Dataset entries
☆ ☆ ☆ ☆ ☆
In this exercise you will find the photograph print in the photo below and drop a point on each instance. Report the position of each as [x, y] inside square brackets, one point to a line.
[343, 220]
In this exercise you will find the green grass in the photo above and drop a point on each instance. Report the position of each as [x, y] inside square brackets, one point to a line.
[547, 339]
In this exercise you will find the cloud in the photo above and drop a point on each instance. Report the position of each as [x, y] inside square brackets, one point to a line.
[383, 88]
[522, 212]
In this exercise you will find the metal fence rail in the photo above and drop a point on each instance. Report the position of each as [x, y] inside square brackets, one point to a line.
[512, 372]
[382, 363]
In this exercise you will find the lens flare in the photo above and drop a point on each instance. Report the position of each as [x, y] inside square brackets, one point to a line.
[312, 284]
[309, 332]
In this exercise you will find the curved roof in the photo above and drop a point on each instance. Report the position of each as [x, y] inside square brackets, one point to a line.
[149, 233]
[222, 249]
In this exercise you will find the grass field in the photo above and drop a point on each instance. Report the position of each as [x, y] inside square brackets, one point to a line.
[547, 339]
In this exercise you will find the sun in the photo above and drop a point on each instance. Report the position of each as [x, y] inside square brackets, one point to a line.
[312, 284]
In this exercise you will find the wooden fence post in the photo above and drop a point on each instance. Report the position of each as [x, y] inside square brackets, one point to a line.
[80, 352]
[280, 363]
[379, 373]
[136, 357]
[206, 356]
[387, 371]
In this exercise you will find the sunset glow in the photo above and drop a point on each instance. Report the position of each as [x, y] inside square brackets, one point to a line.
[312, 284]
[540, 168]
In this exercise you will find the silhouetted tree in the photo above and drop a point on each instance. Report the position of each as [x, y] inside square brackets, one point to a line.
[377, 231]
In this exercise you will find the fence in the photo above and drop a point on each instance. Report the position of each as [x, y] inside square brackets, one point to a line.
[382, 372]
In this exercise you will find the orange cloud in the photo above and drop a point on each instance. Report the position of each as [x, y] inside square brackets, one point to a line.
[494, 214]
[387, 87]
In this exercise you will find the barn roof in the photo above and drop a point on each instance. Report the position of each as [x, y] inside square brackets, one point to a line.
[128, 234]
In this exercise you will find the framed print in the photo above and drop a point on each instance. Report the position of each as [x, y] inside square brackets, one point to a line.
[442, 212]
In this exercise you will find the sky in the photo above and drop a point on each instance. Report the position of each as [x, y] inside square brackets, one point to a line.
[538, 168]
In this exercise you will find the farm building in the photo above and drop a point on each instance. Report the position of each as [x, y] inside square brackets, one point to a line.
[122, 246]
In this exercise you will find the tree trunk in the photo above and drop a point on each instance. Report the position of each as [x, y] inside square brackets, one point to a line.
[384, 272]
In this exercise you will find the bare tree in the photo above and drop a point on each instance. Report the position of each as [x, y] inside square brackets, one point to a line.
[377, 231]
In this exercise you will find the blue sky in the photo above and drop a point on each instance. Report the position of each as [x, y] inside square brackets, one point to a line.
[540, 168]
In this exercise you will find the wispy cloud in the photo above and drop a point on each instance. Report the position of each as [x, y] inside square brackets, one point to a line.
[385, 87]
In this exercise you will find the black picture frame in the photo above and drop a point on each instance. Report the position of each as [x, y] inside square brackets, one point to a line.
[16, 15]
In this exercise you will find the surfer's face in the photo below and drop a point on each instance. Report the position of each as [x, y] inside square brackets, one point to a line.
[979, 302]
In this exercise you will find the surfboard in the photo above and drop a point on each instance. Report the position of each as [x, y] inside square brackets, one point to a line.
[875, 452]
☆ ☆ ☆ ☆ ☆
Requirement
Transcribe the data exactly.

Written answer
In this exercise you will find the photograph print in the photo below and drop a point on each instance. Report the position of each as [x, y] inside square brackets, one point to a line.
[343, 220]
In this exercise you will find the green grass in the photo above and drop a point on each instance. Report the position of each as [x, y] inside square brackets, one point to a line.
[547, 339]
In this exercise you will find the cloud in the photo above and drop a point on each instance. Report the position of each as [x, y] inside square brackets, one point to a line.
[383, 88]
[522, 212]
In this exercise you will find the metal fence rail in the photo above and drop a point on each instance. Report the position of each as [x, y] inside square brackets, one point to a line.
[512, 372]
[382, 363]
In this exercise you will find the lens flare in the photo above and drop a point on each instance. Report the position of each as [x, y] inside square brackets, one point to a line.
[312, 284]
[309, 332]
In this exercise you will find the curved roof in the photo above and drop a point on each instance. Report the position of each as [x, y] inside square brackets, one point to a line.
[149, 233]
[222, 249]
In this exercise you will find the grass field in the photo above and drop a point on each instance. Report the position of each as [x, y] inside square brackets, one point to a line.
[547, 339]
In this exercise you will find the sun in the photo above and drop a point on each instance. Report the position of each as [x, y] inside square brackets, one point to a line.
[312, 284]
In this exercise you will find the wooden fence post in the photo above and drop a point on each instance. Report the position of each as [x, y] inside square brackets, one point to a line.
[80, 352]
[280, 363]
[379, 373]
[136, 357]
[206, 356]
[387, 371]
In this exercise you will find the sunset glow in the photo above and drop a point on each instance. Report the position of each as [x, y] inside square brackets, one point to a line.
[312, 284]
[540, 168]
In this exercise you will find the silhouetted tree in the photo above and drop a point on each instance. Report the position of each as [x, y] inside square brackets, one point to a line.
[377, 231]
In this exercise you will find the fence in the photo above and drop a point on each instance. Report the position of each as [x, y] inside square brackets, one point to a line.
[382, 372]
In this exercise you will find the orange cloud in the photo above and drop a point on each instance. Report the position of each as [x, y] inside square brackets, one point to a line.
[494, 214]
[387, 87]
In this exercise you will find the barn roof in the photo above and drop a point on each instance. Report the position of each as [x, y] inside square brackets, one point to a line.
[128, 234]
In this exercise you will find the framed print in the photo above and drop a point on each instance. Report the position of each as [x, y] inside square brackets, one point to a line.
[442, 212]
In this exercise you will find the sky in the photo above and drop a point on each instance. Report the position of each as [x, y] inside square brackets, one point to a line.
[538, 168]
In this exercise you will find the farm building in the photo above and drop a point on each instance. Report the position of each as [x, y] inside square brackets, one point to a line.
[122, 246]
In this exercise you will find the tree trunk in the photo above and drop a point on each instance. Report the position of each as [x, y] inside square brackets, one point to a line.
[384, 272]
In this exercise you will find the bare tree in the photo above and drop a point on each instance. Report the position of each as [x, y] inside square brackets, one point to a line.
[377, 231]
In this exercise you will find the blue sky in the photo above and drop a point on each instance. Report the position of each as [x, y] inside square brackets, one point to a line.
[540, 168]
In this exercise you will find the wispy cloud in the photo above and drop a point on each instance. Report the position of each as [x, y] inside square brackets, one point to a line.
[385, 87]
In this exercise you will find the black picture frame in the photo above and drop a point on each instance. Report the position of each as [x, y] inside square brackets, one point to a line.
[16, 15]
In this exercise you will find the surfer's face in the photo below and drop a point on each instance. Report the position of each as [x, y] inside square brackets, one point to a line.
[979, 302]
In this exercise you will find the surfboard in the photo above and drop a point on each instance. Report the position of each as [x, y] inside square brackets, one point to a line.
[875, 452]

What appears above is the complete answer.